Ihre Schwiegereltern befinden sich in Österreich, Innsbruck.

Ihr Reiseziel war seit Beginn der Reise Österreich.

Am 27.04.2016 verließen Sie Ihren Herkunftsstaat legal mit einem georgischen Reisepass, in welchem sich ein Schengenvisum, ausgestellt von den tschechischen Behörden, befand. Diesen Reisepass haben Sie im Zug von Wien nach XXXX liegenlassen.

Sie waren ein Parteimitglied der Patrioten Allianz. Nach den Wahlen am 31.10.2015 wurden Sie von den Anhängern unterdrückt. Die Anhänger der demokratischen Partei setzten Sie unter Druck, indem sie wollten, dass Sie aus der Patrioten Allianz aussteigen. Falls Sie diesem nicht nachkommen, würden sie Ihnen Drogen unterschrieben und in Haft nehmen.

Laut Visadatenbank vom XXXX hatten Sie in Ihrem georgischen Reisepass Nummer XXXX, gültig bis XXXX2016, ein von den tschechischen Behörden in Tiflis ausgestelltes Schengenvisum, ausgestellt am XXXX2016, gültig für 10 Tage im Zeitraum von XXXX2016 bis XXXX2016, Zahl: XXXX.

...

Am 28.07.2016 wurden Sie bei der Erstaufnahmestelle XXXX in Anwesenheit der Rechtsberaterin im Zulassungsverfahren einvernommen. Die wesentlichen Passagen dieser Einvernahme gestalten sich dabei wie folgt:

...

F: Wie haben Sie sich im Herkunftsstaat den Lebensunterhalt finanzieren können, damit meine ich Miete, Kleidung, Lebensmittel, usw.?

Vorliegende Datensätze:
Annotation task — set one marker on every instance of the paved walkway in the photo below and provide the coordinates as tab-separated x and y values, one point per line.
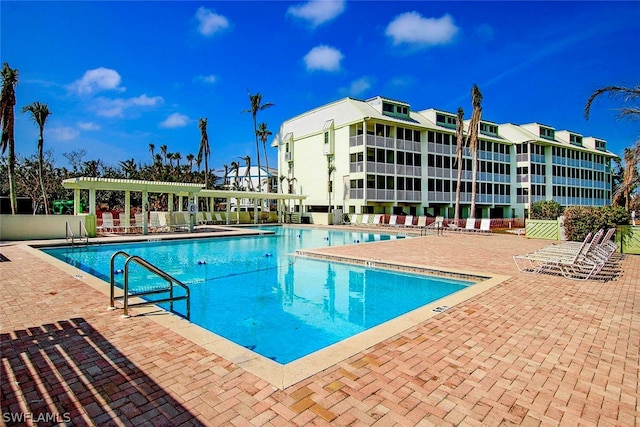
534	350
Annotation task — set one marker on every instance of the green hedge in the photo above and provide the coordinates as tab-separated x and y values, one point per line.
546	209
579	221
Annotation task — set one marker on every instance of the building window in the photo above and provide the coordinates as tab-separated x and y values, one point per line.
575	139
547	133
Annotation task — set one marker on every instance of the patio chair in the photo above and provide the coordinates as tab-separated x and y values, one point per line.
573	262
408	221
107	223
470	226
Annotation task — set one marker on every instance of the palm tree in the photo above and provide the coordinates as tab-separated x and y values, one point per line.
204	151
247	172
235	168
163	150
225	181
190	159
460	144
264	134
630	177
7	117
472	141
40	112
627	93
129	168
257	105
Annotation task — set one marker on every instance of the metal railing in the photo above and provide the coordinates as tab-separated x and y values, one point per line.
83	235
152	290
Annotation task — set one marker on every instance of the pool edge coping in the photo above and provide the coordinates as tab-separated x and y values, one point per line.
283	376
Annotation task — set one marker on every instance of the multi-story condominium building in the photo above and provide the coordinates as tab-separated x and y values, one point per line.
378	156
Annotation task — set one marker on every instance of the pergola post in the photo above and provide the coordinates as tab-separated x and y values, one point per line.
92	200
127	210
145	208
76	201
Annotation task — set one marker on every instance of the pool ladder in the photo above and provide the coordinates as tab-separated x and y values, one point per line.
153	290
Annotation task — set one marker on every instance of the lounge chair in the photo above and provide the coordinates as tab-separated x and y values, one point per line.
200	218
136	226
470	226
572	261
485	225
408	221
107	223
208	218
180	220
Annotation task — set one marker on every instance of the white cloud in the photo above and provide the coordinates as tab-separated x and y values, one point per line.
88	126
175	120
323	58
413	28
97	80
359	86
63	133
317	12
210	22
116	107
210	79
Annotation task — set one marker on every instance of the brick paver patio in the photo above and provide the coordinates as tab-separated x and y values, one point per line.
534	350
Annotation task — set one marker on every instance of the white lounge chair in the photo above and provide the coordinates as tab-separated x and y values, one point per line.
470	225
572	261
485	225
218	219
107	223
408	221
208	218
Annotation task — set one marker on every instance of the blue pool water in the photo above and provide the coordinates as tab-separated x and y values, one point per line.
252	292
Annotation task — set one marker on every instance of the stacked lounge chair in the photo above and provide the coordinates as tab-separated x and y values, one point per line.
574	260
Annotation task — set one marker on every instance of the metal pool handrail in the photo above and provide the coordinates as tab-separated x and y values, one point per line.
171	281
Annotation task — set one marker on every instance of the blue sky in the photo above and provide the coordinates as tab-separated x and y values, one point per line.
120	75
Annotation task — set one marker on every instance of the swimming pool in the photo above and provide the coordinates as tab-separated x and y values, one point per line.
251	291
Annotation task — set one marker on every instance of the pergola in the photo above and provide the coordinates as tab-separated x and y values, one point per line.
191	191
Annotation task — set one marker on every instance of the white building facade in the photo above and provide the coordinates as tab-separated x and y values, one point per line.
377	156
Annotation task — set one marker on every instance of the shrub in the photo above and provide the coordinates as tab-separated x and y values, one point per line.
546	209
580	221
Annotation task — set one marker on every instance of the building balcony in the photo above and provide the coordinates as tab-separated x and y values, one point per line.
379	141
380	195
409	196
356	140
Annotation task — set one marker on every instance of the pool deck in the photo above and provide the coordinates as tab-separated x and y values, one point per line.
532	350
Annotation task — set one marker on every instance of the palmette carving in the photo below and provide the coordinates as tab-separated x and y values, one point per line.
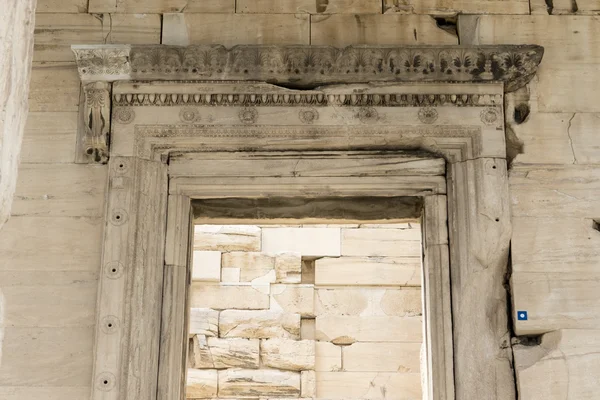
310	65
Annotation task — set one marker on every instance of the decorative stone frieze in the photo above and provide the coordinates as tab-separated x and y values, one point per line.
309	66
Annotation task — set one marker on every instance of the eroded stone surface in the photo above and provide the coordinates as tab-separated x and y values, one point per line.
201	383
293	355
259	324
264	383
224	353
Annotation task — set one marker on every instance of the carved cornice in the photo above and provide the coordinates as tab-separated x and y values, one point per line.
310	66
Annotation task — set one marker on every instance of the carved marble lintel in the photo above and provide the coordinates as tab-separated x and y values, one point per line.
94	124
310	66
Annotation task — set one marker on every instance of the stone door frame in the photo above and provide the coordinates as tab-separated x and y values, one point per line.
148	210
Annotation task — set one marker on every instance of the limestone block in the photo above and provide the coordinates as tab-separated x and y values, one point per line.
551	191
206	266
308	384
201	384
565	365
309	242
309	6
381	242
396	271
382	357
288	267
347	330
61	6
553	147
259	324
49	137
344	30
585	136
162	6
56	32
62	190
288	354
53	237
297	299
227	238
439	7
230	275
143	28
307	329
535	247
252	265
65	356
224	296
233	29
364	385
567	77
219	353
368	302
54	87
204	321
563	7
328	357
264	383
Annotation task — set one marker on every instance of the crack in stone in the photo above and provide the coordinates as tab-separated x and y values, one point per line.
571	139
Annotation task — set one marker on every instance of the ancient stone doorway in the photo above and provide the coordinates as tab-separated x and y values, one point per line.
447	101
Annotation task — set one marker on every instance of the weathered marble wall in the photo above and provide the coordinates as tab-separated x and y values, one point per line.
328	312
48	299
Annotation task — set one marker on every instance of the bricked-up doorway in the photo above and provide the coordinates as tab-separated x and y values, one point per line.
307	298
173	142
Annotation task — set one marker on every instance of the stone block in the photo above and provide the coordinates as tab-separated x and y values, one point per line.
565	365
49	137
361	271
551	191
553	147
309	6
328	357
230	275
201	383
373	386
227	238
288	354
382	357
296	299
252	265
309	242
224	296
368	302
204	321
288	268
263	383
307	329
439	7
259	324
308	384
219	353
567	76
162	6
206	266
585	137
381	242
61	6
345	30
348	330
233	29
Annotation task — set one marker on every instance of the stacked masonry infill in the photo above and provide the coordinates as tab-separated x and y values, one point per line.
306	312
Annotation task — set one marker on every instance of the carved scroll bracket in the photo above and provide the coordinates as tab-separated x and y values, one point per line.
94	123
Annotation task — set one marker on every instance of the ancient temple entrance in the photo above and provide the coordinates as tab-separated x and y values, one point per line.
311	308
175	142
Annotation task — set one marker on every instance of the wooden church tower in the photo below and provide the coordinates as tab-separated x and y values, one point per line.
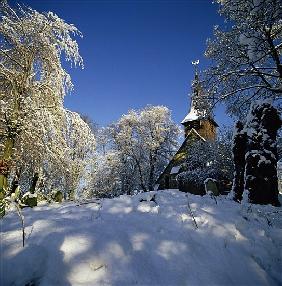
199	120
198	125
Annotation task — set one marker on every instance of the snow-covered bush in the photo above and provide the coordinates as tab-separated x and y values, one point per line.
209	159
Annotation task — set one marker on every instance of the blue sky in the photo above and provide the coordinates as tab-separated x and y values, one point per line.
135	53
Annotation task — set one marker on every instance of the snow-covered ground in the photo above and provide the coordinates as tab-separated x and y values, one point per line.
123	241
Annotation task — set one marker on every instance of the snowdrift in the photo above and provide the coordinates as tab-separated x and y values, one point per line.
131	240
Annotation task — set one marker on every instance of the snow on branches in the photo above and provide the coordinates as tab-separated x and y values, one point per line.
247	54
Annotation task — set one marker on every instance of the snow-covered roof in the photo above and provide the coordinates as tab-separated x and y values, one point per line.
175	170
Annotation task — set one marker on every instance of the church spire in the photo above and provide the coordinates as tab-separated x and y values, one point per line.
194	113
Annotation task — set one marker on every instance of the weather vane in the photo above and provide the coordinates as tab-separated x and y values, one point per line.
195	64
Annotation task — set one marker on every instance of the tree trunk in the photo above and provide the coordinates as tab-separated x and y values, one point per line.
239	150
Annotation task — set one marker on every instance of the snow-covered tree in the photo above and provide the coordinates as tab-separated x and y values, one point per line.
33	85
261	156
246	54
145	140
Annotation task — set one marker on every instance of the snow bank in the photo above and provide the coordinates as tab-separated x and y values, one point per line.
133	240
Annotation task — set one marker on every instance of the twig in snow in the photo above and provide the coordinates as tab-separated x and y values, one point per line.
32	227
22	221
191	213
89	202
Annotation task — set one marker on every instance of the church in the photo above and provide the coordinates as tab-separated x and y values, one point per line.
198	125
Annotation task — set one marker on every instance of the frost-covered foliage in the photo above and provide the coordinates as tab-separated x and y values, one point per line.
246	54
209	159
37	135
261	155
136	149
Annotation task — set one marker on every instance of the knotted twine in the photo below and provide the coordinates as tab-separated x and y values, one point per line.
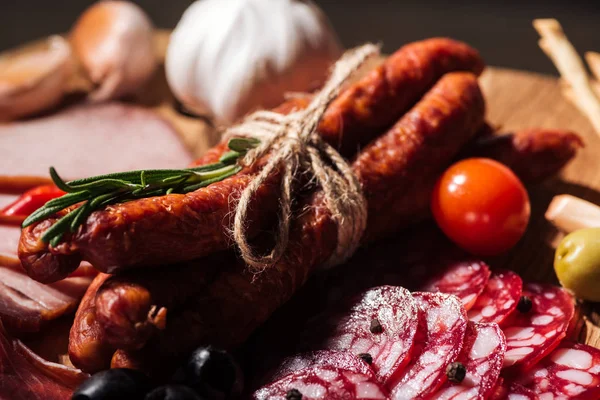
295	149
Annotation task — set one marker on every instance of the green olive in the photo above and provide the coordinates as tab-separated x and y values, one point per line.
577	263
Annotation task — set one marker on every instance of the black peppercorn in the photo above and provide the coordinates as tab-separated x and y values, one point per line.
524	305
366	357
376	326
456	372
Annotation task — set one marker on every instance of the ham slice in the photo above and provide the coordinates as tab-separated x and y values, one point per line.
24	375
91	140
26	304
82	141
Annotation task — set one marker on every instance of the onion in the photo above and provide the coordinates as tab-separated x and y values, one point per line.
114	43
34	78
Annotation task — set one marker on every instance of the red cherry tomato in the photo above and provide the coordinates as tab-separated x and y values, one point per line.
31	200
481	205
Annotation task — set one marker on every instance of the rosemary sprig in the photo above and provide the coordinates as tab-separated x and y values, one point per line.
99	191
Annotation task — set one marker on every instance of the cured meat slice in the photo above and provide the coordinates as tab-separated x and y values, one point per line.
323	382
499	298
532	334
442	325
382	323
323	358
466	280
26	304
91	140
9	242
513	391
482	356
571	371
24	375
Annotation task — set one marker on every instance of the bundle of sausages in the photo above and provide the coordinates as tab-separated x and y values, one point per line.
144	317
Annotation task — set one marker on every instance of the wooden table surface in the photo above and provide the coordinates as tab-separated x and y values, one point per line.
500	29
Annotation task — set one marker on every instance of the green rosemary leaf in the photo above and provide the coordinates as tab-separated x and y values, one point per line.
59	182
58	229
100	191
81	215
191	188
68	199
242	145
229	158
40	214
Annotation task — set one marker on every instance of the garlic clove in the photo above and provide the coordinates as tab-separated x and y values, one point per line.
230	57
570	213
114	43
34	78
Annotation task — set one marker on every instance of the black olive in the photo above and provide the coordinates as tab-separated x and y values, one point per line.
213	373
173	392
114	384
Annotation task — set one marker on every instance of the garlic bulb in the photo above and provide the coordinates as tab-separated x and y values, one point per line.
114	42
34	78
230	57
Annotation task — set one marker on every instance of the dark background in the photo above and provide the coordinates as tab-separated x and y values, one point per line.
501	30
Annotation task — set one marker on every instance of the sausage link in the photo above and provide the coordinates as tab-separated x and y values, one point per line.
87	347
173	228
236	301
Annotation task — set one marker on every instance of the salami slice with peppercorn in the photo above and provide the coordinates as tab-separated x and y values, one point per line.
323	382
439	339
324	358
379	327
465	280
571	371
538	324
499	298
513	391
475	373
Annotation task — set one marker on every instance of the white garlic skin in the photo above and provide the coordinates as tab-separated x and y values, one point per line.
114	43
230	57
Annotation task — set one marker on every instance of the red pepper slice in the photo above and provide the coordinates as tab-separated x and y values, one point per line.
31	200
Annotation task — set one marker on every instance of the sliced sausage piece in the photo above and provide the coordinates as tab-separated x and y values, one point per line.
439	339
323	382
531	334
465	280
382	323
571	371
482	356
499	298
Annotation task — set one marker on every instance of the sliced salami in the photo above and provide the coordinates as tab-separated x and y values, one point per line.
466	280
324	358
499	298
482	356
571	371
381	323
535	328
439	339
513	391
323	382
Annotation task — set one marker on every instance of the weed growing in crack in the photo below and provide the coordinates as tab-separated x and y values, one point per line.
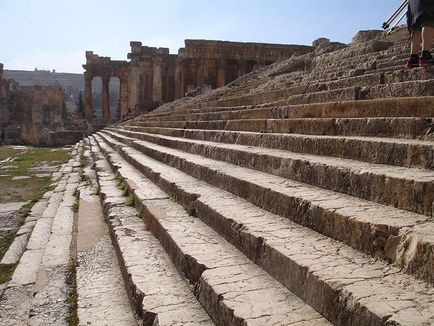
191	209
72	299
129	201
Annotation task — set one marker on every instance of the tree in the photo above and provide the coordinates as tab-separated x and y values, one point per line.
80	107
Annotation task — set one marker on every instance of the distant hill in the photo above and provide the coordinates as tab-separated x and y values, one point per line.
73	84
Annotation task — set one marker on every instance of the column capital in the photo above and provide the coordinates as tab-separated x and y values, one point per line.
88	76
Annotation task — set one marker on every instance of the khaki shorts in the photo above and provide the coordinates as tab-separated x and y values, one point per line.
423	23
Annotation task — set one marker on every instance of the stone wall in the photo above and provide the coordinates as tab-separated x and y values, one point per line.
28	114
154	76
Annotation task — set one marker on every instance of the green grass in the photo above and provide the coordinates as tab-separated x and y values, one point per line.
173	197
5	242
32	156
6	272
129	201
191	209
35	187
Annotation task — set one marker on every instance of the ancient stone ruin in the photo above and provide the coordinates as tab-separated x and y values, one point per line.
34	115
153	76
299	194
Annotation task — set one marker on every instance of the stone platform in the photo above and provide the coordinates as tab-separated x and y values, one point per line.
298	195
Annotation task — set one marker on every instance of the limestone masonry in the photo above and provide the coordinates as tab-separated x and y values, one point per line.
300	193
153	76
31	114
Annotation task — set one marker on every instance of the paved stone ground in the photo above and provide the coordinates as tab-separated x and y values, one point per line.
9	217
102	299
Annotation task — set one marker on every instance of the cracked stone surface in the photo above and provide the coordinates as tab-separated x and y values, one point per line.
163	296
201	251
101	296
15	305
49	305
412	188
283	244
364	225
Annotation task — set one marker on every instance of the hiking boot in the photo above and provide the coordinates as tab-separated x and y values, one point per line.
413	62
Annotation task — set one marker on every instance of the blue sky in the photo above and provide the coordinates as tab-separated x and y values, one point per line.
54	34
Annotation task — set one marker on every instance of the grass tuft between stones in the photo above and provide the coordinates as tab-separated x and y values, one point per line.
130	201
6	271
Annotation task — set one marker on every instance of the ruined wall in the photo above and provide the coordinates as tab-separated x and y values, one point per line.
45	111
28	114
154	76
217	63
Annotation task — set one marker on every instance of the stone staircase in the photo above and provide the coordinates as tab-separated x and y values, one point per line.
301	194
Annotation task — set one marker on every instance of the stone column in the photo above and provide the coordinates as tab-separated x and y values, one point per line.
179	80
157	83
123	96
106	99
199	73
221	73
88	96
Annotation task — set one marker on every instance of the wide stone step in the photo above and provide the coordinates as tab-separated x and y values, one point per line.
409	189
20	303
237	121
398	152
158	293
231	288
366	226
50	303
325	273
389	107
101	295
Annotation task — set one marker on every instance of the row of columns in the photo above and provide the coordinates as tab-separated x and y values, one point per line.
123	97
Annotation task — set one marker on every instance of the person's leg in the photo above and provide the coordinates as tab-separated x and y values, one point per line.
427	37
416	40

Aufgaben:
**a)** Nennen Sie alle Kalenderdaten, die im Textauszug zum Asylverfahren vollständig mit Tag, Monat und Jahr angegeben sind.
**b)** Beantworten Sie anhand des Textauszugs zum Asylverfahren folgende Fragen:
(i) Wo befinden sich die Schwiegereltern?
(ii) Welcher Partei gehörte die angesprochene Person als Mitglied an?
(iii) In wessen Anwesenheit erfolgte die Einvernahme am 28.07.2016?
**c)** Schreiben Sie den Textauszug zum Asylverfahren im Anschluss an die letzte Frage weiter.
Für die Bearbeitung sind die Datensätze nicht erforderlich.

Antworten:
**a)** 27.04.2016, 31.10.2015, 28.07.2016

**b)**
(i) In Österreich, Innsbruck.
(ii) Der Patrioten Allianz.
(iii) In Anwesenheit der Rechtsberaterin.

**c)**
A: Ich habe gearbeitet.

F: Woher hatten Sie das Geld für die Reise von Herkunftsstaat nach Österreich?

A: Ich war Parteimitglied und außerdem habe ich auch an einer Firma meines Vaters gearbeitet. Das war eine Baufirma. Ich hatte Einkommen.

F: Welches Land war Ihr Reiseziel als Sie den Herkunftsstaat verlassen haben?

A: Österreich.

F: Warum wollten Sie unbedingt nach Österreich?

A: Weil Österreich ein demokratisches Land ist und die Menschenrechte hier geachtet werden und nicht verletzt werden. Das war der Grund, weswegen ich nach Österreich kommen wollte.

...

F: Haben Sie Verwandte oder Bekannte in Österreich?

A: Meine Schwiegereltern sind in Österreich. Sie haben eine Arbeitsbewilligung und einen Aufenthaltstitel. Ich habe Kopien mitgebracht, darf ich diese vorlegen. Auch meine Ehefrau ist nun in Österreich und stellte am 11.07.2016 einen Asylantrag.

Bezüglich der vorgelegten Aufenthaltstitel in Kopie der Schwiegereltern wird eine Kopie zum Akt gegeben.

F: Sind Sie standesamtlich mit Fr. XXXX verheiratet?

A: Ja. Am XXXX haben wir standesamtlich geheiratet.

F: Warum reisten Sie getrennt?

A: Als ich ausgereist bin, war meine Frau schwanger und sie durfte die Reise nicht antreten.

F: Seit wann ist Ihnen bekannt, dass Ihre Schwiegereltern in Österreich aufhältig ist?

A: Vor meiner Heirat wusste ich darüber bescheid. Auf Rückfrage gebe ich an, ein Monat vor meiner Heirat habe ich davon erfahren.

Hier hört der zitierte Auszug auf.